Identify every line in the records below that contains the string "wall", and copy each such line in full.
━━━ DATASET RECORDS ━━━
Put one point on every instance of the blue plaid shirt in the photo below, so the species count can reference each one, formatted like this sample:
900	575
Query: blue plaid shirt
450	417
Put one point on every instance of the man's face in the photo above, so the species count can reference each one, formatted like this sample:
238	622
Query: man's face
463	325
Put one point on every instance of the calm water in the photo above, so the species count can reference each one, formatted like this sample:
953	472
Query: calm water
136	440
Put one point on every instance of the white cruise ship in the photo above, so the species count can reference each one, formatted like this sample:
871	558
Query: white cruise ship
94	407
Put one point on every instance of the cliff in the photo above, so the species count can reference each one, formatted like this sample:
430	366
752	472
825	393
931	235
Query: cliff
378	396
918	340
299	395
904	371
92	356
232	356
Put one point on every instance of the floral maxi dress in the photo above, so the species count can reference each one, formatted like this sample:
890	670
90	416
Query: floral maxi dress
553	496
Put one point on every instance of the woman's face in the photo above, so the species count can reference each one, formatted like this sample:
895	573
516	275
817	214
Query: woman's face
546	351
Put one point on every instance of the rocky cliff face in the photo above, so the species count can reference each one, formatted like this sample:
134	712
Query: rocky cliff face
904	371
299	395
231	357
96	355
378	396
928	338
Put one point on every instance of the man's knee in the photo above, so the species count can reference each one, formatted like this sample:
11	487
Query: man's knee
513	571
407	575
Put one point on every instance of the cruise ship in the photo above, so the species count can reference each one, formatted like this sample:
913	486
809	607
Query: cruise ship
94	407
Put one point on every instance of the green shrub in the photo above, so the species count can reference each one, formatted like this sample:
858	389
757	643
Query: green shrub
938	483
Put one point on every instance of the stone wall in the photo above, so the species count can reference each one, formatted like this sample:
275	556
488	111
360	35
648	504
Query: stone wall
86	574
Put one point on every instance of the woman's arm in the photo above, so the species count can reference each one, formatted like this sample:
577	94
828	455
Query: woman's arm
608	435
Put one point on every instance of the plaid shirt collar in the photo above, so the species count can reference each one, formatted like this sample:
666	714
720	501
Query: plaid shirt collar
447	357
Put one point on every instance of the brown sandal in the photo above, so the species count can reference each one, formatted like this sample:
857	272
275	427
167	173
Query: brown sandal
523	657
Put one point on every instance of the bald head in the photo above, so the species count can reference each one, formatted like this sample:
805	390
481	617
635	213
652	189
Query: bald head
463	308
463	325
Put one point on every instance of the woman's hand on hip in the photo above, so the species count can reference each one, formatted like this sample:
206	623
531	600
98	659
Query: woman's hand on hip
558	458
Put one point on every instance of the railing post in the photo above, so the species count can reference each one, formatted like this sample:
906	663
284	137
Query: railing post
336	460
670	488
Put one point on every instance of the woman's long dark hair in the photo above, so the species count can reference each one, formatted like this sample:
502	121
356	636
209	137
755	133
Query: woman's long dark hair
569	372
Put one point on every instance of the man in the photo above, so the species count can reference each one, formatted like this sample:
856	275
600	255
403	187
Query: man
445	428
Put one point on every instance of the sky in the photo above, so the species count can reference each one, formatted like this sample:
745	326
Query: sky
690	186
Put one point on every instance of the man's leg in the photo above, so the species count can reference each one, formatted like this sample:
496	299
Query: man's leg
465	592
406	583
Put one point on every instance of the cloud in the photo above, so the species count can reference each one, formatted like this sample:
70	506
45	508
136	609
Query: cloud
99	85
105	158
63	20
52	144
━━━
━━━ DATASET RECORDS ━━━
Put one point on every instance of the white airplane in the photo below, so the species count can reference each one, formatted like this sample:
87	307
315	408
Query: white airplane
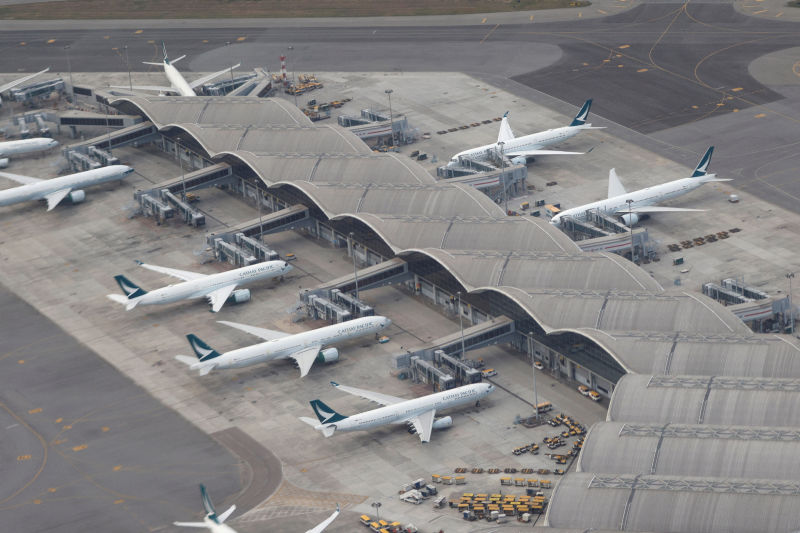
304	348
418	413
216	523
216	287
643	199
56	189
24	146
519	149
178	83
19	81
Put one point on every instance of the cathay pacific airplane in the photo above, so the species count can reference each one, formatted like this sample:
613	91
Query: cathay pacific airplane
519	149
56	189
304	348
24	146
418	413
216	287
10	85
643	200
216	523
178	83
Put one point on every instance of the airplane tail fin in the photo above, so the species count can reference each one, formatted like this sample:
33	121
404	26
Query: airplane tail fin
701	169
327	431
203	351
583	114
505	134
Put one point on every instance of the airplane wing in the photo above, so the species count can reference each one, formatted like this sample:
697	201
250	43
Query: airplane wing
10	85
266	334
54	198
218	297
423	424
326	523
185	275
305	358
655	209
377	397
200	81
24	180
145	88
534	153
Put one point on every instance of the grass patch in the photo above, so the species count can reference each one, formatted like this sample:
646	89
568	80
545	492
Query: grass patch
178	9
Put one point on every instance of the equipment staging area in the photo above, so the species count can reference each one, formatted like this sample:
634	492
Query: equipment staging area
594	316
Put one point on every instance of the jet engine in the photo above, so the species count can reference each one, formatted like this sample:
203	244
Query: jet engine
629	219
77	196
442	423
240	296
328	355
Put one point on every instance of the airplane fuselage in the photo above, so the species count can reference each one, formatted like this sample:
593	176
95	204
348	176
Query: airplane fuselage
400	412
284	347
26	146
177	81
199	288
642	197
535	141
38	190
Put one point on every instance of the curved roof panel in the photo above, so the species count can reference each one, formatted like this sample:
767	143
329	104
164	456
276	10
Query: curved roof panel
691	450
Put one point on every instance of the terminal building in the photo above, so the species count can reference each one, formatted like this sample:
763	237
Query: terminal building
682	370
━━━
━━━ DATASET RECORDS ━━━
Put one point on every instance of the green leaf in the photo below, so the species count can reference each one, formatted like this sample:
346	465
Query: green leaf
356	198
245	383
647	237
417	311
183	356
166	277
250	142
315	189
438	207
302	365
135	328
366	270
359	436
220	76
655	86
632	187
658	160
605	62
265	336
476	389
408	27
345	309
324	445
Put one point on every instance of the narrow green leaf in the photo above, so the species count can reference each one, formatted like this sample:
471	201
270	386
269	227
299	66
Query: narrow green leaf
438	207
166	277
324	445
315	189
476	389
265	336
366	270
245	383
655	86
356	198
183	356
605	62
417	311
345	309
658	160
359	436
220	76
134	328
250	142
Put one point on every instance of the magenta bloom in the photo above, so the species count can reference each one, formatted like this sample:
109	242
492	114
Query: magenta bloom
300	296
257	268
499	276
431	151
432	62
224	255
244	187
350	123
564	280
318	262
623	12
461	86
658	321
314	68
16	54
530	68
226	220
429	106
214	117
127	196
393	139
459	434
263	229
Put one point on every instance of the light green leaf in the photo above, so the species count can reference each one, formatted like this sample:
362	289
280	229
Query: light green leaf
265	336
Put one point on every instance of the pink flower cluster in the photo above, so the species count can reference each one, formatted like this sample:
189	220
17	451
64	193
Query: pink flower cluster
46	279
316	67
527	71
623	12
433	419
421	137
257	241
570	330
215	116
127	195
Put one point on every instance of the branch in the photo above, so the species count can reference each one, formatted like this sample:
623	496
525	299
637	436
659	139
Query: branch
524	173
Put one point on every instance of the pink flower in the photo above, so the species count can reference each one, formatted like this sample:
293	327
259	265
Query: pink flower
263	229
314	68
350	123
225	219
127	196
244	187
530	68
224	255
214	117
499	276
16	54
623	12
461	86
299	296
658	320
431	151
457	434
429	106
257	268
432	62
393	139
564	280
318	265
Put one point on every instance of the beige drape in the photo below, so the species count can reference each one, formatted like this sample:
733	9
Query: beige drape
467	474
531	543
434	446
━━━
▸ ANSWER TO THIS TASK:
Put one point on every instance of the stone wall in the photo above, so the species count can reference each one, formatted like this sample:
Query: stone wall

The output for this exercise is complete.